══ Data provided ══

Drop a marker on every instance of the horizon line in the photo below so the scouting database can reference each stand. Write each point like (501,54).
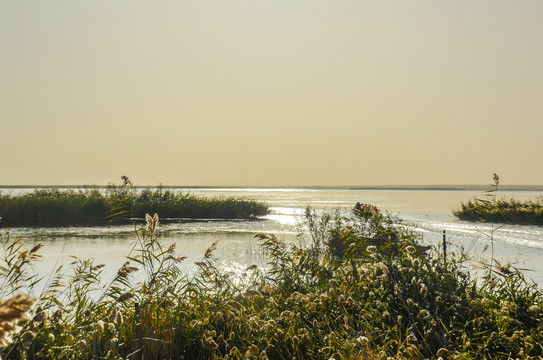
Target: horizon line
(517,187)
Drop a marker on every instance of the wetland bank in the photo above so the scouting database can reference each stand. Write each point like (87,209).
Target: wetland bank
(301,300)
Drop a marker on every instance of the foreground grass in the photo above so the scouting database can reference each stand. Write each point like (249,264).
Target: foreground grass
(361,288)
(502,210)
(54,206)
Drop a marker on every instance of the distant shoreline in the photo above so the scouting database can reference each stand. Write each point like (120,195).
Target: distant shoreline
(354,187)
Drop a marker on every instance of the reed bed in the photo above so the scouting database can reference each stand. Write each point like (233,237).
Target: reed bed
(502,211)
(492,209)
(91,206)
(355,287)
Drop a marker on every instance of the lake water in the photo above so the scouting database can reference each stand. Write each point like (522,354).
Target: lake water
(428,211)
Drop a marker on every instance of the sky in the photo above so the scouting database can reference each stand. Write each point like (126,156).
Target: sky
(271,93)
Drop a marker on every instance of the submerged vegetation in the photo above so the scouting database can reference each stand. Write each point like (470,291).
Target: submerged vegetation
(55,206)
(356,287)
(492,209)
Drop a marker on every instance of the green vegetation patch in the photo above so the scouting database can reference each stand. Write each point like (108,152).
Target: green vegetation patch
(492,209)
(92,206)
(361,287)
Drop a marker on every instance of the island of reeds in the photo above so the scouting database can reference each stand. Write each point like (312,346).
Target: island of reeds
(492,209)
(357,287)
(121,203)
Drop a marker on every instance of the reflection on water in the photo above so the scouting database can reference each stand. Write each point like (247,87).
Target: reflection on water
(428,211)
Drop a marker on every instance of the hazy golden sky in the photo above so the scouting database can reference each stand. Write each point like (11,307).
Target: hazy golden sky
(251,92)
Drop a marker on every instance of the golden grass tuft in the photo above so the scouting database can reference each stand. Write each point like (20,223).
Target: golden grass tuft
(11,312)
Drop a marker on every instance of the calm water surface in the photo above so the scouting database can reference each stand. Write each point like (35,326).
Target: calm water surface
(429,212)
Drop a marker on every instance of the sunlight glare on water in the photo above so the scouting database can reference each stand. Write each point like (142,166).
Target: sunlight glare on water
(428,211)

═══
══ Data provided ══

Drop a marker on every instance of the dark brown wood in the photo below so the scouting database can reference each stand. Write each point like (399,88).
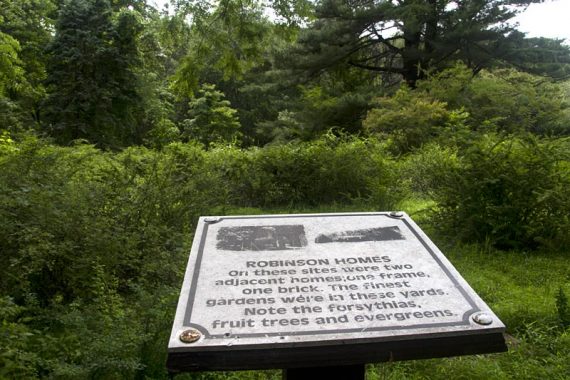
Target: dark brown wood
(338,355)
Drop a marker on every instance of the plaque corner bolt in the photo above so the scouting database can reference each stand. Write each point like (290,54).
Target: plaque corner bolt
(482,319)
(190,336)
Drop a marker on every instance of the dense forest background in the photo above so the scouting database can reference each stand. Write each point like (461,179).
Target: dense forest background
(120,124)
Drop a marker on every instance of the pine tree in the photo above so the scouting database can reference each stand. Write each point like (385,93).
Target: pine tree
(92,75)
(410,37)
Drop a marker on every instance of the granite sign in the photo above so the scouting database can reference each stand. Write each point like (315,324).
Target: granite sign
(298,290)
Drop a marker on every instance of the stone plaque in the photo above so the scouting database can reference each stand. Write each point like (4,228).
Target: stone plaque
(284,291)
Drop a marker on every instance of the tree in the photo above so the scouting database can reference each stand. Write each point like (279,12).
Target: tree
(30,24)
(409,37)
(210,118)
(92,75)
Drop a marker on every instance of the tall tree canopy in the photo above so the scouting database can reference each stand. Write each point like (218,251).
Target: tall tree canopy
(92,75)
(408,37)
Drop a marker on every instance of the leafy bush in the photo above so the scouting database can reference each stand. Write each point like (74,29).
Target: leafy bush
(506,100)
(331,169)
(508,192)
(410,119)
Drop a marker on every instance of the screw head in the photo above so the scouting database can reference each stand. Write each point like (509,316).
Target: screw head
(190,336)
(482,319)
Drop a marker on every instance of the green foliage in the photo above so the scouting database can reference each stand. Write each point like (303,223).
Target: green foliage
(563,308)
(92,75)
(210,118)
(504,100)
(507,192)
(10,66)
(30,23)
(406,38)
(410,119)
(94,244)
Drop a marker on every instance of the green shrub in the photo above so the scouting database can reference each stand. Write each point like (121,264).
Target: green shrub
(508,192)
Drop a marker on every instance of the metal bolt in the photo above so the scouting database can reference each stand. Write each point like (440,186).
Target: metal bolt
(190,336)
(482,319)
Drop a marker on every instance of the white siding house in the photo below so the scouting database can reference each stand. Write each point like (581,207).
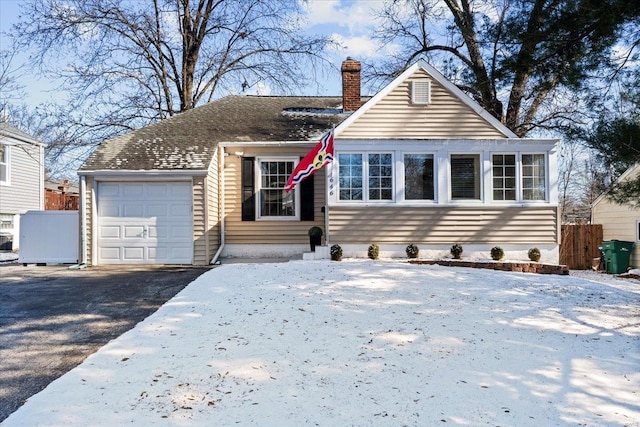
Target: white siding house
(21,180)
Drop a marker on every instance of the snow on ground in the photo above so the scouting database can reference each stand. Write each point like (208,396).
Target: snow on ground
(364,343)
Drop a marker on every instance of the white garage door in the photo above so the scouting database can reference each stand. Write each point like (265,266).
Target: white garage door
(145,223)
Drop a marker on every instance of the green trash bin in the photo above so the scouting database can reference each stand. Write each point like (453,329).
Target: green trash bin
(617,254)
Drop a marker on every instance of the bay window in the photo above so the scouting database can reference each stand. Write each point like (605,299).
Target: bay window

═══

*Request*.
Reproduce the rows above verbatim, everything from the line containing "Drop a marker on every instance of the metal" down to the line containing "Target: bay window", with both of those lines included. Omit the pictures from your copy.

*Result of this exercise*.
Drop a marker on every instance of the metal bolt in the photo above so the scouting database can reference each stand. Write each point like (440,186).
Target: metal bolt
(190,336)
(482,319)
Drop a marker on every instance of the white siding house in the photo below so the scouting database can reference each stand. Write each point like (581,207).
Target: white siding house
(21,180)
Drop a marker on every instance of the snow on ground in the photo above so the scouting database can reference each stand. Write each point like (208,396).
Target: snow on ground
(364,343)
Drop a marker on every instance of the white garage door in the photo above so the scouting database can reference each stand. Write each point like (265,266).
Target: white garage door
(145,223)
Drop a marker on every instance of the green trash bin in the photo above so the scouting database can reference each stand. Write each point like (453,329).
Target: green trash bin
(617,254)
Drop a marker on every instance of the bay window in the photo above so the scouting database can reference each stand. Write each point like (605,299).
Target: bay window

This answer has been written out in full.